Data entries
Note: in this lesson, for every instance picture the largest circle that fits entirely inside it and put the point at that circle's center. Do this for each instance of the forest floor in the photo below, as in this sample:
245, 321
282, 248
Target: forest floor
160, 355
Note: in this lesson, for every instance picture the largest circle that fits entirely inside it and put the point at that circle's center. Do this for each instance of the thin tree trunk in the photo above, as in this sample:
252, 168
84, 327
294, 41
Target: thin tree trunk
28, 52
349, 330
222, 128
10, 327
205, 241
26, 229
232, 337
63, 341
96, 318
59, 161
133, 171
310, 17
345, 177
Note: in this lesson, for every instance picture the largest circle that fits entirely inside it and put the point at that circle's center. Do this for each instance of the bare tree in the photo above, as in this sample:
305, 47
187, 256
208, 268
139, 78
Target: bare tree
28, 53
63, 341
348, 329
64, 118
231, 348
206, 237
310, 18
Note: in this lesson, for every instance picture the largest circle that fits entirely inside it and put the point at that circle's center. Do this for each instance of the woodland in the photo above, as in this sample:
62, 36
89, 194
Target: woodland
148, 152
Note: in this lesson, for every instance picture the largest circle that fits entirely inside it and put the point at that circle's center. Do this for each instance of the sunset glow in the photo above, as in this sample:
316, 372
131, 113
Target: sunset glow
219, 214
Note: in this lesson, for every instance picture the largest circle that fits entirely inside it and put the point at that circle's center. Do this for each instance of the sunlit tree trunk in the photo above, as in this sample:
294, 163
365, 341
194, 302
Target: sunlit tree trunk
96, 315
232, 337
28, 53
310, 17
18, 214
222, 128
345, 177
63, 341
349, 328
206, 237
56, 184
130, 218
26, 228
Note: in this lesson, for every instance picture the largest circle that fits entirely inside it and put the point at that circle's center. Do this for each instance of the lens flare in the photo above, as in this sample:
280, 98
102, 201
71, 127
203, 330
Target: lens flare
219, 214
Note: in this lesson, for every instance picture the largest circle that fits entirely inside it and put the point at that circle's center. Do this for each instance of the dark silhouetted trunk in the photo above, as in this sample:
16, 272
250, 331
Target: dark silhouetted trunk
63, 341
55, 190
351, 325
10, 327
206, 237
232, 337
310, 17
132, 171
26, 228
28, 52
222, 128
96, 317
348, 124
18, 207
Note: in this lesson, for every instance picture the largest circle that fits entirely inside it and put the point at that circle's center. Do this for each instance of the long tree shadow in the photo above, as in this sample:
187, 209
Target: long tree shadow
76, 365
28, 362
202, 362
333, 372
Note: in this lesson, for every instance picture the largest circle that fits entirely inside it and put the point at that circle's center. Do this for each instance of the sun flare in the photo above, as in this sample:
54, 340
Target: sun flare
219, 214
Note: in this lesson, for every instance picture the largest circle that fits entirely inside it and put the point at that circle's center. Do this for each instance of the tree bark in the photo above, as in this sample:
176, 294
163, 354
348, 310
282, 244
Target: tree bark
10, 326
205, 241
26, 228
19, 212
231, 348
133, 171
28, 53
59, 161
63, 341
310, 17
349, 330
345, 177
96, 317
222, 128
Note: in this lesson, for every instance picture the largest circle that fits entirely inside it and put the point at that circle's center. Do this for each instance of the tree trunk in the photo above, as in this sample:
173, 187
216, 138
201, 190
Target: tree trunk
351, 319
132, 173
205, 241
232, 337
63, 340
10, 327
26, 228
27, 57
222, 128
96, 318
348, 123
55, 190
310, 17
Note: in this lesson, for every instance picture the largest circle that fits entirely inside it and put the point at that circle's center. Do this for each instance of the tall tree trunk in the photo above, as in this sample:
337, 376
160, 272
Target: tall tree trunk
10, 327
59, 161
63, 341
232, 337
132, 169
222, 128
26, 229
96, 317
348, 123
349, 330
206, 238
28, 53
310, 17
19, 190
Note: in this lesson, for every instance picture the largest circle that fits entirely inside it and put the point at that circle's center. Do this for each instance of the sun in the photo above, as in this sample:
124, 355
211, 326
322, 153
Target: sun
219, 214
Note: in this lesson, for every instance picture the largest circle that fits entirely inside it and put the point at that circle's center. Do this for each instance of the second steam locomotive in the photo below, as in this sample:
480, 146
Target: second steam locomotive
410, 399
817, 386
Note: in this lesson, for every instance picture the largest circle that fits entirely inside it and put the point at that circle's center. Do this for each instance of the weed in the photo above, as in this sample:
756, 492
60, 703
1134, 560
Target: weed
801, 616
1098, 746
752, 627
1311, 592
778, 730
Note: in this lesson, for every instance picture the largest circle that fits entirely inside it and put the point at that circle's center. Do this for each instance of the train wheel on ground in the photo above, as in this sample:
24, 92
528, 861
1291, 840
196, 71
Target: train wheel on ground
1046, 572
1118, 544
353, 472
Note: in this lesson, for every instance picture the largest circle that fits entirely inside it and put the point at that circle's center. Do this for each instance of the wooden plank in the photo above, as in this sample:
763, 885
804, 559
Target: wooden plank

ABOUT THIS TASK:
For each line in the data that holds "wooden", add one to a count, then report that count alone.

THE COMPLETED TASK:
2